*** SOURCE DOCUMENT ***

I decided to reach out to students within the MDP program – ones with engineering experience, to hear their thoughts on Fox’s conclusions. .
Stephane Keil Rios, a second year MDP student, is a computer science engineer by trade with experience in using geographic information systems (GIS) software to improve efficiency within the automobile industry. He now uses GIS to analyze malnutrition in Timor Leste, access to social services in Uganda, and the impact of infrastructure on child health. Francisco J.Noguera, another second-year MDP student, has a degree in industrial engineering. He applies management and engineering skills to projects that advance sustainable development.
Rios partly empathized with policy makers and practitioners. He believes engineers tend to be optimists; they see a problem and create a solution but underestimate the cost benefit tradeoff policymakers must make when developing policy. Further, he believes, engineers underestimate the rate of diffusion and adoption of new technologies at the local level. “For example, the polio vaccine can be administered orally or through injection. The injection is more expensive but higher probability of polio prevention. However, most of the developing world still uses the oral vaccinations, it is clear that there is something else going on.”
Noguera also seemed to agree with Fox. “I agree that technical feasibility is only a small part of the equation for any solution to work and reach scale… critical issues need more than gadgets and or infrastructure to be solved; they require systems that integrate answers to all the questions above.”
Rios addressed how the MDP program works by focusing on having the right stakeholders at the table. “You need to sit down with the engineer, the economist, the sociologist, the politician and the entrepreneur to start understanding what elements are real bottle necks and which are just disciplinary misunderstanding,”
Noguera highlighted the program’s systems approach which attempts to put solutions to different challenges in the context of larger systems.
Finally, I asked the MDP students to share an example of a Columbia University project that has successfully overcome barriers to adoption and integrated a technical engineering solution into a sustainable development project.
An example of a Columbia University project that has successfully overcome barriers to adoption and integrated a technical engineering solution is one in which a new shared solar energy technology used in the Millennium Villages Project, which is being paired with an innovative business model. Another example is Childcount- a project which introduces a technical health innovation in a community where the team actively involved those who would use the tool so to eliminate barriers to adoption.

*** End of SOURCE DOCUMENT ***
*** DATA SECTION ***

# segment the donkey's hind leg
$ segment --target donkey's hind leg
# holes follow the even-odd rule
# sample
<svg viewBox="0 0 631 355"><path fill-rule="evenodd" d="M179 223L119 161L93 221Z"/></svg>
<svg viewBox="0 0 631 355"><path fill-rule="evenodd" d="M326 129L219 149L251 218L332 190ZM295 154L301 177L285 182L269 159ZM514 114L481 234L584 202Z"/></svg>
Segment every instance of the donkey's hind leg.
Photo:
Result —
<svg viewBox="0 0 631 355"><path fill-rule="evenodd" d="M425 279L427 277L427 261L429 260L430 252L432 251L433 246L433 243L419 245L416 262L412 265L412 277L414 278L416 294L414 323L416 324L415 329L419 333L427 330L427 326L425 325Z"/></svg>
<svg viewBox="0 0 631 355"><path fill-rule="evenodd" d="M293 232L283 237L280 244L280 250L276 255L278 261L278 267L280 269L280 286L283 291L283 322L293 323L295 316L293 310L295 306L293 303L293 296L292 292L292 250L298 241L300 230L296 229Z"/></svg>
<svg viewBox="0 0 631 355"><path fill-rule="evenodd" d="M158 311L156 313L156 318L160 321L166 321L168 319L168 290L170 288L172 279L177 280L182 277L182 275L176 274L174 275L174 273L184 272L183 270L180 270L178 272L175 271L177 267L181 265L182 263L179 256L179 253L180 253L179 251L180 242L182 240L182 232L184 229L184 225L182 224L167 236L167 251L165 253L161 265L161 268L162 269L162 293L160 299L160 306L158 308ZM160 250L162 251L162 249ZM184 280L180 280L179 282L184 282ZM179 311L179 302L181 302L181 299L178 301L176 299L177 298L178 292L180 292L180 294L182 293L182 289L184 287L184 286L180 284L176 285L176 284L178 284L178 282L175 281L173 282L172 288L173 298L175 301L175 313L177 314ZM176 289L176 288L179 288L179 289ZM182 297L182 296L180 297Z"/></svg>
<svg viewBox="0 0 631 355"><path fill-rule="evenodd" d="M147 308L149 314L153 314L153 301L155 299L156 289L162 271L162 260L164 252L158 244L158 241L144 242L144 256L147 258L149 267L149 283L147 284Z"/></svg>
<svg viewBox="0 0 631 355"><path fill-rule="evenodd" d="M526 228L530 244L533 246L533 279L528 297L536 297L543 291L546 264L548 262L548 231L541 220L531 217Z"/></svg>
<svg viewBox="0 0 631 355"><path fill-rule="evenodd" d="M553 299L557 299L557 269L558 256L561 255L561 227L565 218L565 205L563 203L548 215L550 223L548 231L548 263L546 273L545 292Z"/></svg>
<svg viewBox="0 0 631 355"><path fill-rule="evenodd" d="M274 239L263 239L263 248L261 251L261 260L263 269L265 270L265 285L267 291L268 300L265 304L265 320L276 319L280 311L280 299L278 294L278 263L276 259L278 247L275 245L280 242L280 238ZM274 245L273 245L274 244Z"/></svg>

*** End of DATA SECTION ***

Return everything from "Noguera also seemed" down to "of larger systems." in the text on engineers and the MDP program, copied word for word.

§ **RESULT FOR THIS TASK**
Noguera also seemed to agree with Fox. “I agree that technical feasibility is only a small part of the equation for any solution to work and reach scale… critical issues need more than gadgets and or infrastructure to be solved; they require systems that integrate answers to all the questions above.”
Rios addressed how the MDP program works by focusing on having the right stakeholders at the table. “You need to sit down with the engineer, the economist, the sociologist, the politician and the entrepreneur to start understanding what elements are real bottle necks and which are just disciplinary misunderstanding,”
Noguera highlighted the program’s systems approach which attempts to put solutions to different challenges in the context of larger systems.